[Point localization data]
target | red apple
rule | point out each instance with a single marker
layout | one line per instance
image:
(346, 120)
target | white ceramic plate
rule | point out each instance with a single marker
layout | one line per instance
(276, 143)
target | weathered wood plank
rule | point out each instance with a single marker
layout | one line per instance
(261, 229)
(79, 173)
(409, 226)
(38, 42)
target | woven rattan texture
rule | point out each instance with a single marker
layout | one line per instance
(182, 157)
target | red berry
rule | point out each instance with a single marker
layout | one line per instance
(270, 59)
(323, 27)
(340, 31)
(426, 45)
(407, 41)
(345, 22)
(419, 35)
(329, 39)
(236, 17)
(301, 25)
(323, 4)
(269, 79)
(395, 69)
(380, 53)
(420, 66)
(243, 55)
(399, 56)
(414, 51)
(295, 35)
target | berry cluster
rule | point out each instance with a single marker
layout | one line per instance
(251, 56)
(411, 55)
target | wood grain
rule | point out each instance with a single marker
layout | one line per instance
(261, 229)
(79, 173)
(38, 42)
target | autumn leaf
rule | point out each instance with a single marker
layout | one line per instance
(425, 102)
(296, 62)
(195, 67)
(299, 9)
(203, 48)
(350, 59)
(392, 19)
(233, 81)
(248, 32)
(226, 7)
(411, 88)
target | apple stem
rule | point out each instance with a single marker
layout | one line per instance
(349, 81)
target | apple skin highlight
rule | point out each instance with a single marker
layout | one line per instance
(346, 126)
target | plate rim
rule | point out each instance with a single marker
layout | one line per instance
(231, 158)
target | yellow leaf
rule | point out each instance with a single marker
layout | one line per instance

» Exercise objective: Write down all the entries again without a single difference.

» Task output:
target | red apple
rule | point out each instance with a single marker
layout | one line per instance
image:
(346, 120)
target | white ceramic plate
rule | point out each instance with a single marker
layout | one line per instance
(276, 143)
target | weathered wood plank
rule | point out each instance with a single marker
layout | one line per instance
(261, 229)
(79, 173)
(409, 226)
(38, 42)
target | woven rattan texture
rule | point out each instance with a single marker
layout | one line per instance
(182, 157)
target | red berry
rule | point out each instance with a single marker
layout | one line per instance
(270, 59)
(323, 27)
(340, 31)
(426, 45)
(407, 41)
(345, 22)
(419, 35)
(329, 39)
(236, 17)
(301, 25)
(323, 4)
(269, 79)
(395, 69)
(380, 53)
(420, 66)
(243, 55)
(399, 56)
(414, 51)
(295, 35)
target | berry cluster
rule | point out each instance with a single marker
layout | one line per instance
(251, 56)
(411, 55)
target | wood grain
rule | point out each instance with a single marker
layout | one line per instance
(261, 229)
(79, 173)
(38, 42)
target | autumn leaf
rule | point out each instance with a single marker
layout | one line per instance
(425, 102)
(296, 62)
(195, 67)
(299, 9)
(203, 48)
(350, 59)
(392, 19)
(233, 81)
(248, 32)
(226, 7)
(411, 88)
target | apple stem
rule | point out each instance with a single marker
layout | one line per instance
(349, 81)
target | apple skin highlight
rule | point out each instance with a single marker
layout | one line per instance
(346, 126)
target | plate rim
rule | point out each instance with a single marker
layout | one line per instance
(231, 158)
target | yellow leaf
rule | point out each instance with a single marker
layout | one line per instance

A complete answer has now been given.